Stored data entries
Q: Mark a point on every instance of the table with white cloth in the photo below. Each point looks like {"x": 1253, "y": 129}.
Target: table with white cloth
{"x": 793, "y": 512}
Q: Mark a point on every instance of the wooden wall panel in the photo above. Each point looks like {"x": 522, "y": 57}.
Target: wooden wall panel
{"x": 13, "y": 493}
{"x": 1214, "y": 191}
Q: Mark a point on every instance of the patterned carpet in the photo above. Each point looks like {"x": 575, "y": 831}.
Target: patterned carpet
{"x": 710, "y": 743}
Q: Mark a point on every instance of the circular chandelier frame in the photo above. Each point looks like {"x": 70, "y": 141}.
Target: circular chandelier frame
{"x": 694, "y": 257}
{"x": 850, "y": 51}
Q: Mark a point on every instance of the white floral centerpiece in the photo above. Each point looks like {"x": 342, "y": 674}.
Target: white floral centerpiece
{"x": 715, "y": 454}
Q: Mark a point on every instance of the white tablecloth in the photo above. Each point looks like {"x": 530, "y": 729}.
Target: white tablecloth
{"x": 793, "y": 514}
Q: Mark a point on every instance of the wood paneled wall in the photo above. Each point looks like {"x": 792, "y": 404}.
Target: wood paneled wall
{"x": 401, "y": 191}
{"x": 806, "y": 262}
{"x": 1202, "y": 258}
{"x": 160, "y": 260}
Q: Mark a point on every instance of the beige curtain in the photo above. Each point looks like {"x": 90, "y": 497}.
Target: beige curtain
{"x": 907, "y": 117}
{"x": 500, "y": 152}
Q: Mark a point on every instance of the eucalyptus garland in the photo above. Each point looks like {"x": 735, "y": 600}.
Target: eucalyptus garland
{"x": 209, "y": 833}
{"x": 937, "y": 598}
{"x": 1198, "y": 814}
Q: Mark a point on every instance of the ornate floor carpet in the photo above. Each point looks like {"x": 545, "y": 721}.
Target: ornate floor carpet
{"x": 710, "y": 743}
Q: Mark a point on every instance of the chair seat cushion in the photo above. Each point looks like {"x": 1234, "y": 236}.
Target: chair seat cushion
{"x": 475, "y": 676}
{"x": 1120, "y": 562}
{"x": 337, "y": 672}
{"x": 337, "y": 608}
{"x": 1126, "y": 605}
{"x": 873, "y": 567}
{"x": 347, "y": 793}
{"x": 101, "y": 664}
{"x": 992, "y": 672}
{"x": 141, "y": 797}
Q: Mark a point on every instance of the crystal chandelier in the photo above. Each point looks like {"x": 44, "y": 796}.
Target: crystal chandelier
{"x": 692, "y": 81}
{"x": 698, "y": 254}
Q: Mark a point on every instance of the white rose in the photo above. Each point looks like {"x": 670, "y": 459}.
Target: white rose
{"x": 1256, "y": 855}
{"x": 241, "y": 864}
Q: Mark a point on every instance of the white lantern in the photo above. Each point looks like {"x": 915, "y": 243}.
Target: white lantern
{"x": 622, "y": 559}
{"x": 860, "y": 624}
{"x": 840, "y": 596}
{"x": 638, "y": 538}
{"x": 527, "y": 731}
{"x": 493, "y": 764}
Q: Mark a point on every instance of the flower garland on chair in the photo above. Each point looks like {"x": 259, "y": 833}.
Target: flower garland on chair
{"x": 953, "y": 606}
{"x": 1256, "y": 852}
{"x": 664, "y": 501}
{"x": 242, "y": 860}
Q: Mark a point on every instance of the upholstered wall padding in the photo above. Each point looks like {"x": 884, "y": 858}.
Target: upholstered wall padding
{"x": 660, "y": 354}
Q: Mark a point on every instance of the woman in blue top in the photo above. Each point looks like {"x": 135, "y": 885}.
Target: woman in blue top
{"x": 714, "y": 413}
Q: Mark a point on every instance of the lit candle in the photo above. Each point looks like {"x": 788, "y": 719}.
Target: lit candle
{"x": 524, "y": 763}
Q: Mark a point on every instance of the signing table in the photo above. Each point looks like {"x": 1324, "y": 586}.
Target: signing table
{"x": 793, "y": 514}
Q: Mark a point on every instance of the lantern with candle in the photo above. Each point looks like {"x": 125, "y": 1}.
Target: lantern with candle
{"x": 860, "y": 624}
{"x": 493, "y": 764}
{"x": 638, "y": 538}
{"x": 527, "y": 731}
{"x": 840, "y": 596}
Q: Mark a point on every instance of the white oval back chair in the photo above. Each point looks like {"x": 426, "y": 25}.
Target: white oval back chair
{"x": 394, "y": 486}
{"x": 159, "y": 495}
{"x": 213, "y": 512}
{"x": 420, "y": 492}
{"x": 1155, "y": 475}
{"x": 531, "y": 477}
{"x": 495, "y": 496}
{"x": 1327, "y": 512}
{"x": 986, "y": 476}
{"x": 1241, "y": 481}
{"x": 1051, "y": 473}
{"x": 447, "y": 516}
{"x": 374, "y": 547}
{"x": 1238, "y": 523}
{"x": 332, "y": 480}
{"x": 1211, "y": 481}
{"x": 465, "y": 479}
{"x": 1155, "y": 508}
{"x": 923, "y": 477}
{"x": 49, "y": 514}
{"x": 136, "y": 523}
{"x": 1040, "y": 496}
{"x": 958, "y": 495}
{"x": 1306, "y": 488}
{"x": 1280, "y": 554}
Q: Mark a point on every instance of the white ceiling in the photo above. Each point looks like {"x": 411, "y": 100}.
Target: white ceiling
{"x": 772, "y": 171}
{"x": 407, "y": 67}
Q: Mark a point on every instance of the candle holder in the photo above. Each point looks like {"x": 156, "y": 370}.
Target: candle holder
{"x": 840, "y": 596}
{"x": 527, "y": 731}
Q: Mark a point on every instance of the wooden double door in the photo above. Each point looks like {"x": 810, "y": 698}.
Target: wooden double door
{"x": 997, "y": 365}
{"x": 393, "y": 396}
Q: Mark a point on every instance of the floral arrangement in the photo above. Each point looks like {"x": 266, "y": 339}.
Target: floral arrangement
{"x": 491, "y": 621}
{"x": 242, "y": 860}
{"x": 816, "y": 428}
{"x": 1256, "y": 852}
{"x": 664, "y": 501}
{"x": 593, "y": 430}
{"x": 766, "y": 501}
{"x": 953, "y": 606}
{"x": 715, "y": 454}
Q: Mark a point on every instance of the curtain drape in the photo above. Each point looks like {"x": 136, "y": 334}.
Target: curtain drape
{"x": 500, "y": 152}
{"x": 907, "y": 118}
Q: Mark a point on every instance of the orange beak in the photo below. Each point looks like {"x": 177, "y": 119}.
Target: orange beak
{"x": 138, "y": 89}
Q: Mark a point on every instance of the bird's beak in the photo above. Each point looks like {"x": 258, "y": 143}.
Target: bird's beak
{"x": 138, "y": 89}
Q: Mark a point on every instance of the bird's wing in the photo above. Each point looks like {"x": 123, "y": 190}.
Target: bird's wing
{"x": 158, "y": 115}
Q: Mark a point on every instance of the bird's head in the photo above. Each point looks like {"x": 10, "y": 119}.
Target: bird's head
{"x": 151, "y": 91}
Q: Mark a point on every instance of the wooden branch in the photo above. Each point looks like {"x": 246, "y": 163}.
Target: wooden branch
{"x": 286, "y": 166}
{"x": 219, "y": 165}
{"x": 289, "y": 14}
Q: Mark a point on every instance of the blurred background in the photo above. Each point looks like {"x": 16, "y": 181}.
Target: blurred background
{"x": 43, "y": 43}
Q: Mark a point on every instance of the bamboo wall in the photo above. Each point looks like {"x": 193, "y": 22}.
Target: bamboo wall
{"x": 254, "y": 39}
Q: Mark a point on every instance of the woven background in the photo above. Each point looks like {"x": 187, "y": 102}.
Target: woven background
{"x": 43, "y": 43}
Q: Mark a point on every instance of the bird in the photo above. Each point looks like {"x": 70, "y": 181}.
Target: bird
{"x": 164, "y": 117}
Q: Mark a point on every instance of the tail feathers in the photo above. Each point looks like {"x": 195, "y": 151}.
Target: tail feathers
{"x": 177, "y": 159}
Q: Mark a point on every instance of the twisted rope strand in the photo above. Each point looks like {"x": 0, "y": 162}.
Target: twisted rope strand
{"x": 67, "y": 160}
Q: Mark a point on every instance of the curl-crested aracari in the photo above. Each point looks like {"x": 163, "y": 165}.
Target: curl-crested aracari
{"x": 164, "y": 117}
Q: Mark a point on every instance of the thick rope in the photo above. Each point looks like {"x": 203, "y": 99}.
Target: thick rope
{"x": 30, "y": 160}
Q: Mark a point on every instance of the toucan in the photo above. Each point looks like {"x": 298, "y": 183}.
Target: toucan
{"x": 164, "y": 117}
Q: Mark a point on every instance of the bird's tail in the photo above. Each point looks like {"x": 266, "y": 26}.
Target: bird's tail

§ **Your objective**
From the line containing "Q: Mark a point on every instance of the tail" down to the last line, reproduce the records exactly. Include both ends.

§ **Expected answer**
Q: Mark a point on every instance of the tail feathers in the photo above. Each point looks like {"x": 195, "y": 151}.
Target: tail feathers
{"x": 177, "y": 159}
Q: Mark a point on every instance of the twisted rope strand in the photo above. Each point looks like {"x": 0, "y": 162}.
Target: twisted rope strand
{"x": 67, "y": 160}
Q: Mark a point on every instance of the curl-crested aracari in the photo above. Each point looks like {"x": 163, "y": 165}.
Target: curl-crested aracari
{"x": 164, "y": 117}
Q: Mark a point on every instance of the thick rope in the photo above. Each point looks like {"x": 203, "y": 99}.
Target: thick rope
{"x": 30, "y": 160}
Q: Mark a point on every instance of the toucan in the photo above. Each point looks like {"x": 298, "y": 183}.
Target: toucan
{"x": 164, "y": 117}
Q: Mark a point on every instance of the bird's tail in the photo above. Each point looks like {"x": 266, "y": 26}.
Target: bird's tail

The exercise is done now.